Object location annotation rows:
## begin

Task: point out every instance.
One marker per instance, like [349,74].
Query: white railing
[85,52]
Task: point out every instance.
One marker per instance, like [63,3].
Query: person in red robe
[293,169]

## end

WHAT TO PRODUCE: Rewrite every line of these rows, requests included, scaling each point coordinate in the answers by 1.05 and rounding to the nearest whole number, with halves rounded up. Keep the numbers in the requests and their format samples unchanged.

CORRECT RESPONSE:
Task: point out every instance.
One marker per instance, like [349,74].
Query: white railing
[89,55]
Task: point out every instance.
One marker per instance, like [63,3].
Query: person in red robe
[308,177]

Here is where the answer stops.